(WHAT THE TASK ASKS)
If a line of the listing contains the string "positive", return that line.

(LISTED ENTRIES)
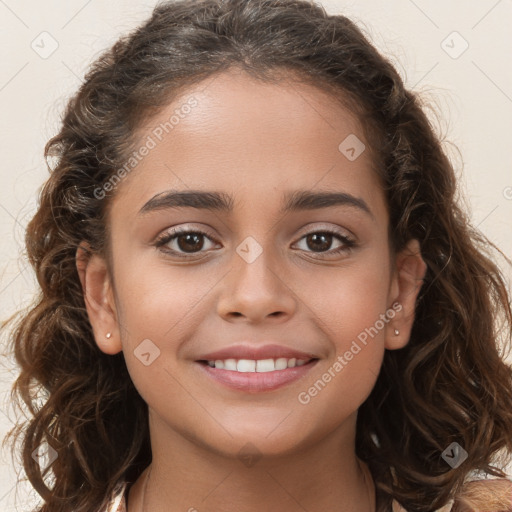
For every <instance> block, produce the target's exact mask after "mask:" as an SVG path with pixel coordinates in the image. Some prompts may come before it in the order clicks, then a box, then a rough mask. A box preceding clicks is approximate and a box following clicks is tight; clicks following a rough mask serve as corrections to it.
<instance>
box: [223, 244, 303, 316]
mask: <svg viewBox="0 0 512 512" xmlns="http://www.w3.org/2000/svg"><path fill="white" fill-rule="evenodd" d="M270 252H271V251H270V250H263V251H262V253H261V254H260V255H259V256H258V257H257V258H256V259H255V260H254V261H252V262H249V261H250V260H249V261H246V260H245V259H244V258H242V257H241V256H240V255H239V254H238V253H234V255H233V267H232V270H231V271H230V272H228V274H227V275H226V276H225V278H224V280H223V288H222V291H221V293H220V296H219V297H220V298H219V301H218V306H217V308H218V314H219V315H220V316H221V317H223V318H224V319H225V320H228V321H233V320H235V319H238V321H243V322H250V323H260V322H263V321H265V320H266V319H267V318H274V319H276V320H275V321H279V322H281V321H282V322H284V321H286V320H287V319H289V318H290V317H291V316H292V315H293V314H294V312H295V310H296V308H297V298H296V296H295V293H294V291H293V284H292V283H290V282H287V281H288V280H289V279H288V280H287V274H286V272H284V271H283V268H282V266H280V265H282V264H280V263H279V262H278V261H277V259H276V258H270ZM277 319H279V320H277Z"/></svg>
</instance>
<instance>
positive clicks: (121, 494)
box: [104, 482, 127, 512]
mask: <svg viewBox="0 0 512 512" xmlns="http://www.w3.org/2000/svg"><path fill="white" fill-rule="evenodd" d="M126 489H127V484H126V482H125V483H124V484H122V485H121V487H120V488H119V489H118V491H117V492H115V493H114V495H113V496H112V498H111V499H110V501H109V503H108V505H107V508H106V509H105V511H104V512H126V497H125V494H126Z"/></svg>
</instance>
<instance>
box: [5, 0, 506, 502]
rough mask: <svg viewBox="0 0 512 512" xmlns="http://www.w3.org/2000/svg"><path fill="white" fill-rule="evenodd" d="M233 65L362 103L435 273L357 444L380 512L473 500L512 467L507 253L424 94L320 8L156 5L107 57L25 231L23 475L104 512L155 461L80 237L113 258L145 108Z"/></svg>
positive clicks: (142, 414)
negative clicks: (109, 208) (121, 207)
mask: <svg viewBox="0 0 512 512" xmlns="http://www.w3.org/2000/svg"><path fill="white" fill-rule="evenodd" d="M231 66H237V67H239V68H241V69H243V70H244V71H246V72H247V73H250V74H252V75H254V76H257V77H258V78H259V79H261V80H272V79H273V77H275V76H276V73H279V72H282V71H293V72H294V73H296V74H297V75H298V76H300V77H302V79H303V80H304V81H307V82H309V83H311V84H313V85H315V86H316V87H318V88H321V89H324V90H327V91H329V92H330V93H331V94H332V97H333V98H334V99H338V100H339V99H342V100H343V101H346V100H347V99H348V103H349V104H350V106H351V108H352V110H353V112H354V113H356V114H357V116H358V117H359V119H361V121H362V123H363V125H364V127H365V130H366V132H367V136H368V140H370V141H371V145H372V149H373V150H374V151H373V152H374V159H375V163H376V166H375V167H376V168H377V169H378V170H379V173H380V175H381V178H382V183H383V186H384V190H385V193H386V196H387V201H388V206H389V211H390V234H391V235H390V238H391V240H390V242H391V245H392V247H393V249H394V250H395V251H398V250H400V249H401V248H403V247H404V246H405V244H406V243H407V242H408V241H409V240H411V239H417V240H418V241H419V242H420V246H421V253H422V257H423V259H424V261H425V262H426V264H427V266H428V270H427V274H426V276H425V279H424V285H423V288H422V291H421V294H420V296H419V297H418V300H417V304H416V317H415V322H414V327H413V331H412V334H411V337H410V341H409V343H408V344H407V346H406V347H405V348H403V349H401V350H393V351H386V353H385V356H384V361H383V365H382V368H381V372H380V374H379V376H378V380H377V382H376V385H375V387H374V389H373V391H372V393H371V394H370V396H369V397H368V398H367V400H366V401H365V402H364V403H363V404H362V405H361V407H360V409H359V412H358V423H357V437H356V453H357V455H358V456H359V457H360V458H361V459H362V460H364V461H365V462H366V463H367V464H368V466H369V468H370V470H371V472H372V475H373V478H374V480H375V483H376V490H377V508H378V511H380V512H383V511H387V510H389V509H390V505H391V502H392V499H393V498H394V499H396V500H397V501H398V502H399V503H400V504H402V505H403V506H404V507H405V508H406V509H407V510H408V511H410V512H427V511H431V510H433V509H435V508H438V507H440V506H442V505H444V504H446V503H447V502H448V500H449V499H451V498H456V499H457V500H458V501H457V503H460V504H461V505H462V504H463V503H465V504H467V505H471V503H473V505H474V504H475V503H476V501H474V500H475V499H476V498H474V496H473V494H474V493H473V494H471V493H472V492H473V491H474V488H473V487H471V492H470V491H468V489H469V487H468V485H467V483H468V482H467V476H468V474H469V473H471V472H475V471H483V472H487V473H488V474H490V475H494V476H498V477H506V474H505V473H504V472H503V471H502V468H504V467H505V464H506V463H507V462H508V461H509V460H510V454H511V453H512V369H511V368H510V366H509V365H507V364H506V362H505V360H504V355H503V354H502V353H501V352H500V351H501V350H502V348H503V347H505V346H508V344H510V341H511V338H512V311H511V305H510V298H509V295H508V292H507V289H506V286H505V280H504V278H503V276H502V274H501V273H500V270H499V267H498V265H497V264H496V263H494V261H493V255H492V254H491V253H490V249H491V248H492V249H496V248H495V246H494V245H493V244H492V243H491V242H489V240H487V239H486V238H485V237H484V236H483V235H482V234H481V233H480V232H478V231H477V230H476V229H474V228H473V227H471V224H470V223H469V221H468V217H467V214H466V213H464V211H463V210H462V209H461V207H459V206H458V204H457V197H456V192H457V188H456V178H455V173H454V169H453V166H452V164H451V162H450V160H449V158H448V157H447V155H446V153H445V151H444V150H443V147H442V141H441V140H440V137H439V136H438V135H436V133H435V130H434V128H433V127H432V125H431V122H430V121H429V120H428V117H427V115H426V113H425V111H424V105H422V100H421V99H420V97H419V96H418V94H416V93H414V92H412V91H409V90H406V88H405V87H404V84H403V81H402V79H401V78H400V76H399V74H398V73H397V71H396V70H395V69H394V67H393V66H392V65H391V63H390V62H389V61H388V60H387V59H386V58H385V57H383V56H382V55H381V54H380V53H379V52H378V51H377V50H376V49H375V48H374V47H373V46H372V44H370V42H369V41H368V40H367V38H366V37H365V36H364V34H363V33H362V32H361V30H360V29H359V28H358V27H357V26H356V25H355V24H354V23H353V22H352V21H350V20H349V19H347V18H346V17H344V16H341V15H328V14H327V13H326V12H325V10H324V9H323V8H322V7H321V6H320V5H318V4H316V3H314V2H309V1H307V0H199V1H197V0H196V1H193V0H181V1H176V2H167V3H163V4H161V5H158V6H157V7H156V8H155V10H154V12H153V14H152V16H151V17H150V19H149V20H148V21H146V22H145V23H144V24H143V25H141V26H140V27H139V28H138V29H136V30H134V31H133V32H132V33H130V34H128V35H126V36H124V37H122V38H121V39H120V40H119V41H118V42H117V43H116V44H115V45H114V46H113V47H112V48H111V49H109V50H108V51H106V52H105V53H104V54H103V55H102V56H101V57H100V58H99V59H98V60H97V61H96V62H95V63H94V64H93V65H92V68H91V69H90V71H89V72H88V73H87V75H86V77H85V81H84V83H83V84H82V86H81V87H80V89H79V91H78V93H77V94H76V95H75V96H74V97H73V98H72V99H71V100H70V101H69V103H68V105H67V108H66V112H65V115H64V117H63V121H62V127H61V130H60V133H59V134H58V135H56V136H55V137H53V138H52V139H51V140H50V141H49V142H48V144H47V146H46V148H45V157H46V158H47V161H48V159H49V157H55V165H54V168H53V169H52V170H51V175H50V178H49V179H48V181H47V182H46V183H45V184H44V186H43V188H42V190H41V192H40V204H39V207H38V210H37V212H36V214H35V216H34V217H33V219H32V220H31V221H30V223H29V224H28V227H27V231H26V247H27V252H28V258H29V261H30V263H31V264H32V266H33V268H34V269H35V273H36V276H37V280H38V283H39V286H40V293H39V296H38V297H37V299H36V302H35V303H34V304H33V305H32V306H31V307H30V308H29V309H28V310H27V311H24V312H20V313H19V314H18V315H17V316H16V317H15V318H17V319H18V321H17V322H16V325H15V326H14V328H13V330H12V333H11V335H10V336H11V337H10V342H11V343H12V350H13V352H14V354H15V357H16V361H17V363H18V365H19V367H20V369H21V371H20V374H19V376H18V378H17V380H16V382H15V384H14V386H13V389H12V397H13V399H14V400H15V401H17V403H18V406H19V407H20V408H22V407H24V406H26V407H27V408H28V411H29V413H30V419H29V420H27V421H24V422H21V421H20V422H19V423H18V425H17V427H16V428H15V429H13V430H12V431H11V432H10V433H9V435H8V437H7V439H9V440H10V442H12V444H13V450H14V446H15V445H16V444H17V441H19V439H20V438H21V441H22V446H21V449H20V453H21V454H22V462H23V466H24V469H25V471H26V474H27V476H28V479H29V480H30V482H31V484H32V485H33V487H34V488H35V489H36V490H37V492H38V493H39V494H40V495H41V496H42V497H43V498H44V500H45V502H44V504H42V505H41V506H40V508H38V509H37V510H38V512H65V511H66V512H68V511H69V510H73V511H74V512H90V511H91V510H95V511H96V510H102V507H105V505H106V503H107V501H108V499H109V497H110V496H111V495H112V493H114V492H115V491H116V490H117V489H118V488H119V485H120V483H121V482H123V481H135V480H136V479H137V478H138V477H139V475H140V474H141V472H142V471H143V470H144V468H146V467H147V465H148V464H149V463H150V462H151V447H150V443H149V428H148V409H147V405H146V403H145V402H144V400H143V399H142V398H141V396H140V395H139V394H138V392H137V391H136V389H135V387H134V385H133V383H132V381H131V379H130V375H129V373H128V371H127V367H126V364H125V361H124V357H123V354H122V353H120V354H116V355H107V354H105V353H103V352H102V351H100V350H99V348H98V346H97V344H96V343H95V340H94V336H93V332H92V328H91V324H90V322H89V319H88V315H87V311H86V308H85V303H84V295H83V290H82V288H81V285H80V280H79V276H78V273H77V266H76V253H77V248H78V246H79V244H81V243H83V242H86V243H87V244H88V245H89V246H90V248H91V251H92V252H97V253H99V254H102V255H104V256H105V257H107V259H108V257H109V244H108V241H109V232H108V224H107V222H106V219H107V213H108V207H109V205H110V204H111V200H112V197H113V196H114V195H115V188H114V190H113V191H111V192H110V193H108V194H107V195H106V197H102V195H99V194H98V193H97V191H98V187H100V186H102V185H103V184H104V183H106V182H107V181H108V180H109V179H111V177H112V176H113V175H114V174H115V173H116V171H118V170H119V169H120V168H122V167H123V164H124V162H125V161H126V159H127V158H128V157H129V155H130V152H132V151H133V141H134V133H135V131H136V128H137V127H138V126H140V123H141V122H142V120H143V118H144V117H145V116H147V115H150V114H151V113H152V112H155V111H156V110H157V109H158V108H159V107H160V106H162V105H165V104H167V103H168V102H169V101H171V100H172V98H173V97H174V96H175V95H176V94H177V93H178V91H179V90H181V89H183V88H186V87H187V86H189V85H191V84H195V83H197V82H199V81H200V80H202V79H204V78H207V77H210V76H213V75H214V74H217V73H221V72H223V71H225V70H227V69H228V68H229V67H231ZM48 166H49V167H51V166H50V164H49V163H48ZM13 320H14V318H12V319H11V320H10V321H13ZM22 402H23V404H24V406H23V404H22ZM12 437H14V438H15V439H14V442H13V441H12V440H11V438H12ZM43 441H46V442H48V443H49V444H50V445H51V446H52V447H53V448H54V449H55V450H56V451H57V453H58V457H57V459H56V460H55V461H54V462H53V463H52V464H51V466H50V467H49V468H47V469H46V471H43V472H42V471H41V468H40V466H39V465H38V463H37V462H36V461H35V460H34V458H33V457H32V453H33V451H34V449H37V447H38V446H39V445H40V444H41V443H42V442H43ZM4 442H5V441H4ZM452 442H457V443H459V444H460V445H461V446H462V447H464V448H465V450H466V451H467V453H468V456H467V459H466V460H465V461H464V462H463V463H462V464H461V465H460V466H459V467H457V468H450V467H449V466H448V465H447V464H446V462H445V461H444V460H443V458H442V457H441V454H442V452H443V450H444V449H445V448H446V447H447V446H449V445H450V444H451V443H452ZM498 455H502V456H503V459H500V460H501V461H502V462H503V464H502V465H501V468H500V467H499V466H496V462H497V459H498ZM50 472H51V474H52V479H53V481H52V483H53V486H52V487H49V485H48V482H47V481H46V480H47V478H48V474H50ZM472 496H473V498H472ZM472 500H473V501H472ZM489 510H490V509H489ZM494 510H498V508H495V509H494ZM500 510H501V509H500Z"/></svg>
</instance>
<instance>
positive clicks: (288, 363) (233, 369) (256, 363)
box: [198, 357, 317, 373]
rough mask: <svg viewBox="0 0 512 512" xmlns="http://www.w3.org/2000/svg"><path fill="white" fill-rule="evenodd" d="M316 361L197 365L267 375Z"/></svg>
mask: <svg viewBox="0 0 512 512" xmlns="http://www.w3.org/2000/svg"><path fill="white" fill-rule="evenodd" d="M316 360H317V359H316V358H308V359H299V358H296V357H291V358H286V357H279V358H277V359H273V358H269V359H211V360H199V361H198V363H201V364H204V365H208V366H209V367H210V368H215V369H217V370H227V371H230V372H238V373H267V372H274V371H283V370H286V369H288V368H297V367H299V366H304V365H306V364H309V363H310V362H312V361H316Z"/></svg>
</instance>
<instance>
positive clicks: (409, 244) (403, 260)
mask: <svg viewBox="0 0 512 512" xmlns="http://www.w3.org/2000/svg"><path fill="white" fill-rule="evenodd" d="M426 271H427V265H426V263H425V262H424V261H423V258H422V257H421V250H420V244H419V242H418V240H410V241H409V242H408V243H407V245H406V247H405V248H404V249H403V250H402V251H400V252H399V253H398V254H397V255H396V259H395V269H394V272H393V278H392V283H391V287H390V297H389V301H390V303H392V304H393V308H392V309H393V310H394V311H395V316H394V317H393V319H392V320H391V321H390V322H389V324H388V325H387V326H386V339H385V342H384V345H385V347H386V348H387V349H388V350H396V349H399V348H403V347H405V345H407V343H408V342H409V338H410V336H411V330H412V325H413V323H414V311H415V307H416V298H417V297H418V293H419V291H420V289H421V286H422V284H423V278H424V277H425V273H426ZM396 333H398V334H396Z"/></svg>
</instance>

(EXERCISE OUTPUT)
positive clicks: (121, 494)
positive clicks: (142, 414)
positive clicks: (288, 363) (233, 369) (256, 363)
positive clicks: (409, 244) (403, 260)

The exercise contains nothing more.